→ **The problem**
Arrange the part of the items below that opens with the line containing "Examine the photograph above and mark every military helicopter" and closes with the line containing "[396,501,480,524]" as a numbered list, including both of those lines and leaving out any blank lines. Give only those lines.

─── Material provided

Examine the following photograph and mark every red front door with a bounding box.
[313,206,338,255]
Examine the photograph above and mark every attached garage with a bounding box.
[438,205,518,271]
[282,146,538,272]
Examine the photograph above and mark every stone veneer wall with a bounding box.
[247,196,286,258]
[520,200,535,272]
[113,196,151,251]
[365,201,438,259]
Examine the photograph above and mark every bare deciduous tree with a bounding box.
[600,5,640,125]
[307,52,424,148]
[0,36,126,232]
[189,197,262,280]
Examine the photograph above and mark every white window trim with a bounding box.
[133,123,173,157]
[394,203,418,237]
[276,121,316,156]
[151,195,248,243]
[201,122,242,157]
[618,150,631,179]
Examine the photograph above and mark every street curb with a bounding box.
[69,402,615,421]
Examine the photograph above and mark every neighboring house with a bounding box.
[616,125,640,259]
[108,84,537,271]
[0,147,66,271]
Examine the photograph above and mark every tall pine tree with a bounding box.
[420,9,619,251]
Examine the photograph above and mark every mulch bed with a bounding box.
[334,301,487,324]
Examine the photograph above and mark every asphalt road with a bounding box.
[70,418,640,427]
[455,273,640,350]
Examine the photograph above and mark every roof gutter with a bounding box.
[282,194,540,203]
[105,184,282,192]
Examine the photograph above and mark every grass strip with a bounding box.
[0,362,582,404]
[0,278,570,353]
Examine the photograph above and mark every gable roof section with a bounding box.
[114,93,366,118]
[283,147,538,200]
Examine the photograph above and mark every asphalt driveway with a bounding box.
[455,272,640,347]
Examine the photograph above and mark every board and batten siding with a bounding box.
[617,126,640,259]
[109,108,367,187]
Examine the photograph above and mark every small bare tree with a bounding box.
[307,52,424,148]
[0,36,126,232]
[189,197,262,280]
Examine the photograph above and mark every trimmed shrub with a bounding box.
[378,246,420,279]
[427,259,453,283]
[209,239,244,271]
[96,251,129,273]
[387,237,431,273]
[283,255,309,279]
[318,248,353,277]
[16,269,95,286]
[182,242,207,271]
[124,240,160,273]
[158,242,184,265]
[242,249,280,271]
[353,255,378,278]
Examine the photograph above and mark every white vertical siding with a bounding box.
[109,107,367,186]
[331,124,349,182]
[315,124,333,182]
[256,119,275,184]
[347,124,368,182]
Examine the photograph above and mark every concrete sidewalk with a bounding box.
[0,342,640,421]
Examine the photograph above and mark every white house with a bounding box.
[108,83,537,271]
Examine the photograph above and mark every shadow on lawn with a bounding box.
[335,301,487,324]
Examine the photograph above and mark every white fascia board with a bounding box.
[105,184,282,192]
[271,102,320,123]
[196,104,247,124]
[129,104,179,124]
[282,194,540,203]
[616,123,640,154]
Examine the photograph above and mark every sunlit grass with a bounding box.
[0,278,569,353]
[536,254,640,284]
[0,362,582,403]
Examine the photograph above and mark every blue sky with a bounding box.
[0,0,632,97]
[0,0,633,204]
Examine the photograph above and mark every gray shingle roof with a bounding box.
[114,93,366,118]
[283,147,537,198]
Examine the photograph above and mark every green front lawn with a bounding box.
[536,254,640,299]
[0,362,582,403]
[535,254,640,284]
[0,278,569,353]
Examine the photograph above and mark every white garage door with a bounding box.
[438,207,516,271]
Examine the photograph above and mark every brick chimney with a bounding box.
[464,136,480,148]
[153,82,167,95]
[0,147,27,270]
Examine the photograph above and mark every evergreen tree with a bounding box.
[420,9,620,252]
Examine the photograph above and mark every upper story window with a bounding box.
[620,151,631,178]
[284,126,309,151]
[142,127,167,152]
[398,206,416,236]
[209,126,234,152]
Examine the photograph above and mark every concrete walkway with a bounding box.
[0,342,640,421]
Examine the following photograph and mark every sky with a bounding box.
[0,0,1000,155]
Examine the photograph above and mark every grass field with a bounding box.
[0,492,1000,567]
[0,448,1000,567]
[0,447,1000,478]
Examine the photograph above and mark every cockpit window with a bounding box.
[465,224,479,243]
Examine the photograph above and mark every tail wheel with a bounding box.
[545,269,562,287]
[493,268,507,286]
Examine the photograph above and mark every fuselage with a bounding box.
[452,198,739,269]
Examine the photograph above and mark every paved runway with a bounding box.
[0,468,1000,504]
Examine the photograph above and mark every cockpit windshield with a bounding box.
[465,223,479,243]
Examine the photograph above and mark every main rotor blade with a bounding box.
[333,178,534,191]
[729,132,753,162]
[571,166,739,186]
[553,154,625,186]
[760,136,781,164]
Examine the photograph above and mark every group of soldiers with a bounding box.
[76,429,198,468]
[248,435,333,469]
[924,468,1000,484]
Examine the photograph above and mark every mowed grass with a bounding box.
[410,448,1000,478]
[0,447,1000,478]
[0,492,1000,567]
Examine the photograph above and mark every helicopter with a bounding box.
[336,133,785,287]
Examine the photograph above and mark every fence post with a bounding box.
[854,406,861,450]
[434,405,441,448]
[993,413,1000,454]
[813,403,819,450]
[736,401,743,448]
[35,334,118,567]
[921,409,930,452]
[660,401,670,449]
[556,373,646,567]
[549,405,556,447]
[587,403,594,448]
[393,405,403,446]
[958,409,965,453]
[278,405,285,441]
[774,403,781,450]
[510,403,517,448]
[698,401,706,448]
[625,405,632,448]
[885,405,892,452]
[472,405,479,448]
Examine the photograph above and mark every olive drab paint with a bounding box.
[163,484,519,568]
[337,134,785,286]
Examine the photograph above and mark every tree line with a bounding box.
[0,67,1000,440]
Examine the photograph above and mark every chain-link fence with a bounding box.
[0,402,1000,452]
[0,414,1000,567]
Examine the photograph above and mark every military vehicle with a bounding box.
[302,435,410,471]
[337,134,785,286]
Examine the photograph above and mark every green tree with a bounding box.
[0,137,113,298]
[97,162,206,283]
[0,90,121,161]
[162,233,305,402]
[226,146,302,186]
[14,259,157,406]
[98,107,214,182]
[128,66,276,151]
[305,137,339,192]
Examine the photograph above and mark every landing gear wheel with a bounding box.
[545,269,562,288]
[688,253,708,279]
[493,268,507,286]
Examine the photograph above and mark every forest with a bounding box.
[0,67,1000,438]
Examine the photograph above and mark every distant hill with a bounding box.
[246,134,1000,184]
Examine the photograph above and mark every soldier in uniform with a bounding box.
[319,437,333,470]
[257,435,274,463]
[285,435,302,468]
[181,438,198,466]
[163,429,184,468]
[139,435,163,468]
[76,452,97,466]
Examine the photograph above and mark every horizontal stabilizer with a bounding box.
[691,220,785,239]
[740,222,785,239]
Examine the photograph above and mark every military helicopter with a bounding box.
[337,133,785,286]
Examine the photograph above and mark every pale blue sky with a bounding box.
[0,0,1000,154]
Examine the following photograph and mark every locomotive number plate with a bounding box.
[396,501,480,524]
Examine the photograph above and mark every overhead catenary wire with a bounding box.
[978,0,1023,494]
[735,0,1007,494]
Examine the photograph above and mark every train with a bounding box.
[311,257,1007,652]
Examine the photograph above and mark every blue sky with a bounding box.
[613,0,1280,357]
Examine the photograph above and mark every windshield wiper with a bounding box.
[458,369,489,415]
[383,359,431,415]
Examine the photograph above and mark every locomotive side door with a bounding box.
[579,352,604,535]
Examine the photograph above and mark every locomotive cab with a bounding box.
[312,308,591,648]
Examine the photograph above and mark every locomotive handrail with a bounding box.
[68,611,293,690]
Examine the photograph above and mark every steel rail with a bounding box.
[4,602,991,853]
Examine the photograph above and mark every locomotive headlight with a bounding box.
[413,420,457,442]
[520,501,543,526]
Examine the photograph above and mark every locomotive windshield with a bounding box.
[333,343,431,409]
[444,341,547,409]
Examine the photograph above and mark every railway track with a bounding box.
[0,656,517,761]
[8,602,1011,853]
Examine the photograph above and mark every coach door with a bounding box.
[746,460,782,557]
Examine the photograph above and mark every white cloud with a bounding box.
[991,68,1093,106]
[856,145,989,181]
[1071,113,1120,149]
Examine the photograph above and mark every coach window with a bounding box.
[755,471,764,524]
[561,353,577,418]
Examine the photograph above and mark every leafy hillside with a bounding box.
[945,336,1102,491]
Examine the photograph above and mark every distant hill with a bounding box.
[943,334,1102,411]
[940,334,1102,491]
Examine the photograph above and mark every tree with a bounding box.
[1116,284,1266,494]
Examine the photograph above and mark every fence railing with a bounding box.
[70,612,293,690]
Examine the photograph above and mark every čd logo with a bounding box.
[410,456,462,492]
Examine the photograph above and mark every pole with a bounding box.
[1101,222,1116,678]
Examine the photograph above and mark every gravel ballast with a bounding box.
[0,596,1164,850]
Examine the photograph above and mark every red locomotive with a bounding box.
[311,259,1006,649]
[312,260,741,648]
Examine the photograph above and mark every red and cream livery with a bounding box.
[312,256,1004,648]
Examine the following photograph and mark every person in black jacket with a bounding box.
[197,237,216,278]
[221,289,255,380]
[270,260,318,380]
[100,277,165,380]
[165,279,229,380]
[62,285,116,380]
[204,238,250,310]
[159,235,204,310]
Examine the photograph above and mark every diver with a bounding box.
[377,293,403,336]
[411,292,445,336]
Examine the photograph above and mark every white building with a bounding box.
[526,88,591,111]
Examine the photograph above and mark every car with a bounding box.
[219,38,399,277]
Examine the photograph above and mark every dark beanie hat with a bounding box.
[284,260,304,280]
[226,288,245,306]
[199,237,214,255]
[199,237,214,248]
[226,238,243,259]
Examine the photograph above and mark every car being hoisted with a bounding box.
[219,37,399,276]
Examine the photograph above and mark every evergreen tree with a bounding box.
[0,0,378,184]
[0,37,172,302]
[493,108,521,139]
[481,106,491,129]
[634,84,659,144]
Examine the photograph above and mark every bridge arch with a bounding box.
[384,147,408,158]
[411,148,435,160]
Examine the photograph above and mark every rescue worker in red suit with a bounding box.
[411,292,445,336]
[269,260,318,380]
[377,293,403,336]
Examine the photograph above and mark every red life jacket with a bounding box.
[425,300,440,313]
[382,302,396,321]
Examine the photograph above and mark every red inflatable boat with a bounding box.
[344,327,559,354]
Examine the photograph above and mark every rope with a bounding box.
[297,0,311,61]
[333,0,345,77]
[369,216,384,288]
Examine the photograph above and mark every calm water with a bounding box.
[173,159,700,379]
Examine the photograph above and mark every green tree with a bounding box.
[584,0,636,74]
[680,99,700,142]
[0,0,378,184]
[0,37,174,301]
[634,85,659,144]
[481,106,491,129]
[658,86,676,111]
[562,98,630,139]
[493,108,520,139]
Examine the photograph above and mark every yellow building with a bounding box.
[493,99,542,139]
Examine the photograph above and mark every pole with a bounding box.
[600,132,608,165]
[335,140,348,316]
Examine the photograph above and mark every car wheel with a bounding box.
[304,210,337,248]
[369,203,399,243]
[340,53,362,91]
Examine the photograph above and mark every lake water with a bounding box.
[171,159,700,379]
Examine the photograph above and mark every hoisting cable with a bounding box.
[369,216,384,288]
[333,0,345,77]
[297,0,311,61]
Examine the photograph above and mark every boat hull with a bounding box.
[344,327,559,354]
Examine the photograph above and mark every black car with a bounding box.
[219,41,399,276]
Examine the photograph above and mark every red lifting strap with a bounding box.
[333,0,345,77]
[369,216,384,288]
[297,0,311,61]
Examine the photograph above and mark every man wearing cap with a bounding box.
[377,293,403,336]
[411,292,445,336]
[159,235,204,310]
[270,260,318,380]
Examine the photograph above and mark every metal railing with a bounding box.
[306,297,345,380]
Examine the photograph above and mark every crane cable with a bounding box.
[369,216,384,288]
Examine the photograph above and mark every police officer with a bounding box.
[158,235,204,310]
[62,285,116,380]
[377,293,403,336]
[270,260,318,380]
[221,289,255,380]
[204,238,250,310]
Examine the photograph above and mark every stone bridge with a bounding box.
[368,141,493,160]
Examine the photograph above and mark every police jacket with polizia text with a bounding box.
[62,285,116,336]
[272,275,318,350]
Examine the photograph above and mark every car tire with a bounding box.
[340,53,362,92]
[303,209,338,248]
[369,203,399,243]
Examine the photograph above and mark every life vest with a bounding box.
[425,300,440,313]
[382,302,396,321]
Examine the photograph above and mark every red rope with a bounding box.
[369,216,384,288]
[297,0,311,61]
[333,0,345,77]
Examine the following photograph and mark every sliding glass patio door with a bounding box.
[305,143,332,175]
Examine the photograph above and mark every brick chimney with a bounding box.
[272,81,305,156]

──────

→ **Solution to the problem**
1. Examine the photograph above and mark every military helicopter with a bounding box.
2. [337,133,785,286]
3. Examine the photograph above and mark every pale blue sky with a bounding box.
4. [0,0,1000,154]
5. Examine the following photograph and mark every locomotive number plate with a bounding box.
6. [396,501,480,524]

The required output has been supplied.